● **LISTA DE TAREAS**
1. Reproduce literalmente el pasaje del texto seleccionado que va de "Lola Herrera se encarna" a "se conocieron personalmente.".
2. Indica si cada afirmación concuerda con el texto seleccionado, respondiendo sí o no y citando textualmente las palabras que lo deciden. (a) La obra se estrenó en Londres en 1985. (b) Athol Fugard y Helen Martins llegaron a conocerse personalmente. (c) Kathy Bates protagonizó la versión cinematográfica de la obra.
══ TEXTO SELECCIONADO
Lola Herrera se encarna en la escultora Helen Martins para desarrollar este drama firmado por Athol Fugard en el Teatro Bellas Artes
Tomemos como una ironía del destino que justo falleciera Athol Fugard hace un mes. Su obra, Camino a La Meca, que tuvo su propia versión cinematográfica en 1991, con Kathy Bates como protagonista, fue estrenada en Londres en 1985. Ahora llega al Teatro Bellas Artes para que Lola Herrera se encarne en la escultora sudafricana Helen Martins, una de esas «locas» del trash art, quien vivía en New Bethesda, en el desierto de Karoo, muy cerca de donde el propio dramaturgo había comprado una casa. Sin embargo, a pesar de observarla con frecuencia, nunca se conocieron personalmente.
════
══ ÍTEMS
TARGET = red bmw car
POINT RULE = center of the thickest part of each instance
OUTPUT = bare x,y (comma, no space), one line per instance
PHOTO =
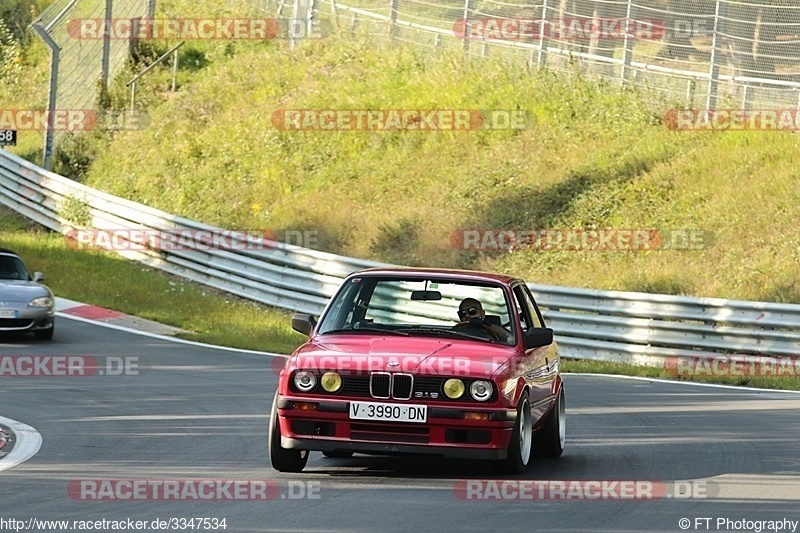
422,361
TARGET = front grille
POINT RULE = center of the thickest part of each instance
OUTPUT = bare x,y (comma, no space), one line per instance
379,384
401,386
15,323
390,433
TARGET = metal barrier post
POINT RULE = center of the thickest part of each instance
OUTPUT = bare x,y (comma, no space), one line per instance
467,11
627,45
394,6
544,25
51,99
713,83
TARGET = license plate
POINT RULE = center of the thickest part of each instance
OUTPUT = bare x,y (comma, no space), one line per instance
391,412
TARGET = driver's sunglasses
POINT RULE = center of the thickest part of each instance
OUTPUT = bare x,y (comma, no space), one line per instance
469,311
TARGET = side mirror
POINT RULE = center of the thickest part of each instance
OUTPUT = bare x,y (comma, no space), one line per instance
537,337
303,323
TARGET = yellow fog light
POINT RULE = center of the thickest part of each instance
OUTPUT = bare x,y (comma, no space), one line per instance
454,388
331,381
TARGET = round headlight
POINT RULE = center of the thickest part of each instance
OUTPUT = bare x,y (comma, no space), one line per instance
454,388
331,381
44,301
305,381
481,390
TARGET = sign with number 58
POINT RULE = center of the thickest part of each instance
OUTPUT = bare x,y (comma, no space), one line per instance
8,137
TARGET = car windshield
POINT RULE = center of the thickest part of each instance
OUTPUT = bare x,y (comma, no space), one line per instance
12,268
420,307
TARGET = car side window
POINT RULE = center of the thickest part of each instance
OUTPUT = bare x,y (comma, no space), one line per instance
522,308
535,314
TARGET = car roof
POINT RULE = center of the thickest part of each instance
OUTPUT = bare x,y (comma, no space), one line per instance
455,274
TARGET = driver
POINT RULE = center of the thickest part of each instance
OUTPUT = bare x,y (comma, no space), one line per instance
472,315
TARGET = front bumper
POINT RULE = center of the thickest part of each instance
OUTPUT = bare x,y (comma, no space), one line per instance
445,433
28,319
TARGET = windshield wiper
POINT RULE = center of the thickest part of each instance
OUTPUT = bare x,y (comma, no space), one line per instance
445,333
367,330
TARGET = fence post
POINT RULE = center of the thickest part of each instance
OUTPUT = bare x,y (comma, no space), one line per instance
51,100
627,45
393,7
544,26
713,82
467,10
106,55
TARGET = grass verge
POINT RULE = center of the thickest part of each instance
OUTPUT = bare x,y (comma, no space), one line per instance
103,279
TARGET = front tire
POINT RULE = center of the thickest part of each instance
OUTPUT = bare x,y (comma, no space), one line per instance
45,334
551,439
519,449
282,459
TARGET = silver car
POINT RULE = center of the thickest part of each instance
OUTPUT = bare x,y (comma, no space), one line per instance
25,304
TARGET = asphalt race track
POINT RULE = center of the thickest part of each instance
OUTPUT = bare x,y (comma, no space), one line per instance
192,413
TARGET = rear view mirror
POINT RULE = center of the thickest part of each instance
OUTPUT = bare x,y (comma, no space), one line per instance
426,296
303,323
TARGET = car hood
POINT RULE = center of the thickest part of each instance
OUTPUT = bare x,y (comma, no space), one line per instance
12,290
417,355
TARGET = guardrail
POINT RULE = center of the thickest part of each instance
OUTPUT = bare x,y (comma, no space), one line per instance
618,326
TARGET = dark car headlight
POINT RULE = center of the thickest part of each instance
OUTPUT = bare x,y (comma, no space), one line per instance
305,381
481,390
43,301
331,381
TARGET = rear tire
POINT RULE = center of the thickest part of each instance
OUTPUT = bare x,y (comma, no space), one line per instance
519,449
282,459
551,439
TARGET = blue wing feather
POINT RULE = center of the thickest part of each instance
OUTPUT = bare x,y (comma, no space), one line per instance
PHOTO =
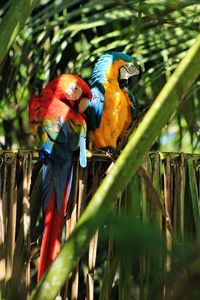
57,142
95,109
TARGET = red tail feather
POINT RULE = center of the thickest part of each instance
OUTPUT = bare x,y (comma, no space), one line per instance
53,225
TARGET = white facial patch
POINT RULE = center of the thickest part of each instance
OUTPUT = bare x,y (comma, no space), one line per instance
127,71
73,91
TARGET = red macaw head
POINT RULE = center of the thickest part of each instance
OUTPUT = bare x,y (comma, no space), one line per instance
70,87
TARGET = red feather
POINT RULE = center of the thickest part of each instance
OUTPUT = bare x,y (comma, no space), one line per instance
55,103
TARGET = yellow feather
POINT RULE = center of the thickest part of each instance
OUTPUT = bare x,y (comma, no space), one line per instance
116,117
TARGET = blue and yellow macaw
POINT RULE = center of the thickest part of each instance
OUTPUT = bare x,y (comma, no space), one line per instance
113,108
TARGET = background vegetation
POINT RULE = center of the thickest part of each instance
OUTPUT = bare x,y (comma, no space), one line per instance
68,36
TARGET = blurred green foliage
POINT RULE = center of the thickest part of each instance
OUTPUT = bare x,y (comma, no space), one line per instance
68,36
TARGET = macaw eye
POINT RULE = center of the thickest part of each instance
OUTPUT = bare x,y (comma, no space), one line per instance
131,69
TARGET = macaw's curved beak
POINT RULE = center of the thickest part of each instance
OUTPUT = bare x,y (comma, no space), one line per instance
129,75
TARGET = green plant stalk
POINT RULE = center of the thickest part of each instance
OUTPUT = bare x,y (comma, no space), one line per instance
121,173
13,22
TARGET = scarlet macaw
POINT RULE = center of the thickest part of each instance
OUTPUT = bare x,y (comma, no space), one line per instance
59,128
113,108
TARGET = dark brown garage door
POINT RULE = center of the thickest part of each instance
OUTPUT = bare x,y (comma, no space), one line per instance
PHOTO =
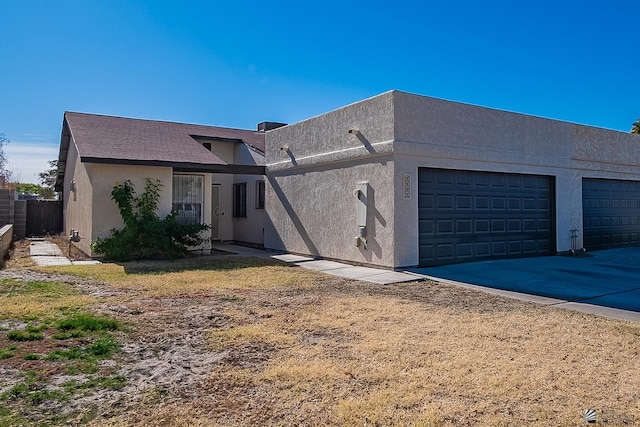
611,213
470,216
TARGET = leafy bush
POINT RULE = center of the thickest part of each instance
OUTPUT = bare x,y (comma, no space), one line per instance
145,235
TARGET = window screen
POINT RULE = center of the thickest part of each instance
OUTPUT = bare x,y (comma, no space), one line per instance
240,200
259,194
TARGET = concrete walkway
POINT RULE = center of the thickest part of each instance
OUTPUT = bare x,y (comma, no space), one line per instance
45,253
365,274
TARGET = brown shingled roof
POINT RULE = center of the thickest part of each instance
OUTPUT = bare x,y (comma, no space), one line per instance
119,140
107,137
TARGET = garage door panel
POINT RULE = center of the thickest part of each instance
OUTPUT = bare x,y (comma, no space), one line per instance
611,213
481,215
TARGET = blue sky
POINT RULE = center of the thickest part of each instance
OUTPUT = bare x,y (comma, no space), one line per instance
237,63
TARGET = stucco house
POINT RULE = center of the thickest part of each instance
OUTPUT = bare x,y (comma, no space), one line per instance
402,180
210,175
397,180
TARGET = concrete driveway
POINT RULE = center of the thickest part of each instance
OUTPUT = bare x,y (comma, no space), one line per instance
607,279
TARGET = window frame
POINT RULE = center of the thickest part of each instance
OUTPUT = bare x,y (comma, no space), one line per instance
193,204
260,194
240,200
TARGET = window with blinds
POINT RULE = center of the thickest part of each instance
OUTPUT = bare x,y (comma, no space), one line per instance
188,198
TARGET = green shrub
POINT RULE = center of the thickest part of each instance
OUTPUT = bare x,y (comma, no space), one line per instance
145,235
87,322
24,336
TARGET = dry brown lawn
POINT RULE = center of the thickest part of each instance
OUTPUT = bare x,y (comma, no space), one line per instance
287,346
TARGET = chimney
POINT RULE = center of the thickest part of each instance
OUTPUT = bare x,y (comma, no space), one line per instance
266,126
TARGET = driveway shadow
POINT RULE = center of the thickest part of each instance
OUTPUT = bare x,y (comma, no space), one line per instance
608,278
════
══ ÍTEMS
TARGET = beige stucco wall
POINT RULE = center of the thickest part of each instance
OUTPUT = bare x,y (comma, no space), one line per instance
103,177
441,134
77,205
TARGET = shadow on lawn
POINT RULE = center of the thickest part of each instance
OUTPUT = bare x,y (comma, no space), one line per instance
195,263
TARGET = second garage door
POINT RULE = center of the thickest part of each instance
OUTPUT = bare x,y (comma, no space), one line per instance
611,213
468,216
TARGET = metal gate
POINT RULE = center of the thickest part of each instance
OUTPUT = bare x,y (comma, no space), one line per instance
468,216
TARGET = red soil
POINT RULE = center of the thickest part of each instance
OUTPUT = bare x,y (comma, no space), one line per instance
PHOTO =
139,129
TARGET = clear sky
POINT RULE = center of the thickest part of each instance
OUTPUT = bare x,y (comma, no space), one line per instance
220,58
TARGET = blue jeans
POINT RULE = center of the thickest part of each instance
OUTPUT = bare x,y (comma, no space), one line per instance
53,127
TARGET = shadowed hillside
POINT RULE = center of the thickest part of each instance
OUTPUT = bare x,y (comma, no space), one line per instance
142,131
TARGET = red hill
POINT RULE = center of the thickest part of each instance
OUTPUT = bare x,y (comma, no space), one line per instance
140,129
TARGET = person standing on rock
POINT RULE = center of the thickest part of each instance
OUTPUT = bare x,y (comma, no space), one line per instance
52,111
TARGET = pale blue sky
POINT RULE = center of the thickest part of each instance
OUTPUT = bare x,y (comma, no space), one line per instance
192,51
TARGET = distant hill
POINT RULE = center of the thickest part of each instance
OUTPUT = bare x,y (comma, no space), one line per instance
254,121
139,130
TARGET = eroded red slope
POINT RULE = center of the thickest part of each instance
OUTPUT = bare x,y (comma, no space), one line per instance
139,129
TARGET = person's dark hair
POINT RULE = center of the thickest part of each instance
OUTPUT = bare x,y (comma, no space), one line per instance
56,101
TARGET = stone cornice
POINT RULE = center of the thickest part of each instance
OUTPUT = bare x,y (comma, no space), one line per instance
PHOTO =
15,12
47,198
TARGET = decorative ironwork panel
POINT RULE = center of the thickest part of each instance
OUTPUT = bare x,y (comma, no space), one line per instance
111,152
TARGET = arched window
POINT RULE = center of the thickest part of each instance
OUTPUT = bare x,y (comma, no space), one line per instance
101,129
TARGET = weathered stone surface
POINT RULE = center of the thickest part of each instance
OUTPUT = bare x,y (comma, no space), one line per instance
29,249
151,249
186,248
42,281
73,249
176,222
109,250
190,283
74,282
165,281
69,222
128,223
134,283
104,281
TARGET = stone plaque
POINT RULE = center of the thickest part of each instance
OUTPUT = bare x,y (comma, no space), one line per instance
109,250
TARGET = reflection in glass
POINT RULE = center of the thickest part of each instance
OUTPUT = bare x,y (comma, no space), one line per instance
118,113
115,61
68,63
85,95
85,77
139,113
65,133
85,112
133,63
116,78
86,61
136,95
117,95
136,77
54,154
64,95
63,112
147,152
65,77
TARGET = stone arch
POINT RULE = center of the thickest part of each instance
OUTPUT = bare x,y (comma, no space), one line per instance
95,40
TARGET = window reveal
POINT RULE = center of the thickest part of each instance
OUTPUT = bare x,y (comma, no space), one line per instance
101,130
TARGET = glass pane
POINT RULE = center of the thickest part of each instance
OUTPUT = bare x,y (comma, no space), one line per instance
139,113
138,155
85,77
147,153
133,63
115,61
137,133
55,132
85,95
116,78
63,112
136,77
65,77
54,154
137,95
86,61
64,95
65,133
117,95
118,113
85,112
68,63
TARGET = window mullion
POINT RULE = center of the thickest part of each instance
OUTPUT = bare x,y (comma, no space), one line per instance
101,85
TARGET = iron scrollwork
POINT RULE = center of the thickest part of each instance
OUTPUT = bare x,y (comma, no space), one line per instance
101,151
════
══ ÍTEMS
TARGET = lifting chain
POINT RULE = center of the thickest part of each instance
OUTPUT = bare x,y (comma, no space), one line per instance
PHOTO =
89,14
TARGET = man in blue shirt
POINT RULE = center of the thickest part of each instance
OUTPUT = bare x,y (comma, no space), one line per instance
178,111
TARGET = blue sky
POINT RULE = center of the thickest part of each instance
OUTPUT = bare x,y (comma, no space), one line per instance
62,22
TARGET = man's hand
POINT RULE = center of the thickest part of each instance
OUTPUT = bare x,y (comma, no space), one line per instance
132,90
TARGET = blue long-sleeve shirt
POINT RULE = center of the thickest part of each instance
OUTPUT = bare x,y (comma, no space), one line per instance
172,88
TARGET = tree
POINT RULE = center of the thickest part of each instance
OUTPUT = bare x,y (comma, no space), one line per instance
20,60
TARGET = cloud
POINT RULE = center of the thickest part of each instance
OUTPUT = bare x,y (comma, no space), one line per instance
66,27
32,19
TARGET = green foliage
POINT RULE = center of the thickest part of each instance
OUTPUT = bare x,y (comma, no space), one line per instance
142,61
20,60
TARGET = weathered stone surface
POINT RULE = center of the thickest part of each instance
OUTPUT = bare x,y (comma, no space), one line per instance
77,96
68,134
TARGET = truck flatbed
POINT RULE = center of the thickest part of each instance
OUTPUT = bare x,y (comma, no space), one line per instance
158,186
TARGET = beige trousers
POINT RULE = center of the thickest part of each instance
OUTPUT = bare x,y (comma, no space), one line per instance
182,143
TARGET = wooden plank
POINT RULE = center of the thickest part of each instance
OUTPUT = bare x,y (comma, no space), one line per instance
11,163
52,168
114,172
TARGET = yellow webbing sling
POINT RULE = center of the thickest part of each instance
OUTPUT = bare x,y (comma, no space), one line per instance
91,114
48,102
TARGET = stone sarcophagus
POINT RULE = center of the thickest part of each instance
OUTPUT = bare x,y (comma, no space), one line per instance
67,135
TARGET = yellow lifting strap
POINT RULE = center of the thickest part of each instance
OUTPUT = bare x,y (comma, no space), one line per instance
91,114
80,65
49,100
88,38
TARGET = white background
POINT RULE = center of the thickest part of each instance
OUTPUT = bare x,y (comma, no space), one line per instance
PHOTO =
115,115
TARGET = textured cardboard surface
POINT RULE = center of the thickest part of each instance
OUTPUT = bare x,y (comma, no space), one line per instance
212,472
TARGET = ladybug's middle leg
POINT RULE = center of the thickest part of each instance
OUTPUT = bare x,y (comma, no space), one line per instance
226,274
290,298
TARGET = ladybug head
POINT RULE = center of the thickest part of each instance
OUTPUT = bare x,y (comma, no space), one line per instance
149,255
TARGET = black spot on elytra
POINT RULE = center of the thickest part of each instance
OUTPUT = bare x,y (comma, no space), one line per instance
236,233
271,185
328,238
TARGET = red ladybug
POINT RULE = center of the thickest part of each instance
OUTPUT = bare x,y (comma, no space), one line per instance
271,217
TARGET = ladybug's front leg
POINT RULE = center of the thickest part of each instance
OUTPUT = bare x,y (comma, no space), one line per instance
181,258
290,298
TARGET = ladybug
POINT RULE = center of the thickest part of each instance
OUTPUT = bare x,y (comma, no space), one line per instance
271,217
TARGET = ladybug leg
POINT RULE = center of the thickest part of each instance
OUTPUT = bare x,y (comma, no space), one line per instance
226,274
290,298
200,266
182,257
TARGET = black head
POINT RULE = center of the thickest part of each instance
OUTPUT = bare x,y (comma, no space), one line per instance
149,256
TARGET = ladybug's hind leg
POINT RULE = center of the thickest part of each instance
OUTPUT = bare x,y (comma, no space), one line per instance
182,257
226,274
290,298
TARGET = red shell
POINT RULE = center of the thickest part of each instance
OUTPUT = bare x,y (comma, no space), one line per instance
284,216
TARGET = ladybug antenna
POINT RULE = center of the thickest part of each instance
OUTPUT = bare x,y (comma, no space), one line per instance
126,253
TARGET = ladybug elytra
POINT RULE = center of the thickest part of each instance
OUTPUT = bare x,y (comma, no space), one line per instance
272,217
════
● **SOLUCIONES PROPUESTAS**
1.
Lola Herrera se encarna en la escultora Helen Martins para desarrollar este drama firmado por Athol Fugard en el Teatro Bellas Artes
Tomemos como una ironía del destino que justo falleciera Athol Fugard hace un mes. Su obra, Camino a La Meca, que tuvo su propia versión cinematográfica en 1991, con Kathy Bates como protagonista, fue estrenada en Londres en 1985. Ahora llega al Teatro Bellas Artes para que Lola Herrera se encarne en la escultora sudafricana Helen Martins, una de esas «locas» del trash art, quien vivía en New Bethesda, en el desierto de Karoo, muy cerca de donde el propio dramaturgo había comprado una casa. Sin embargo, a pesar de observarla con frecuencia, nunca se conocieron personalmente.

2.
(a) Sí: «fue estrenada en Londres en 1985».
(b) No: «nunca se conocieron personalmente».
(c) Sí: «con Kathy Bates como protagonista».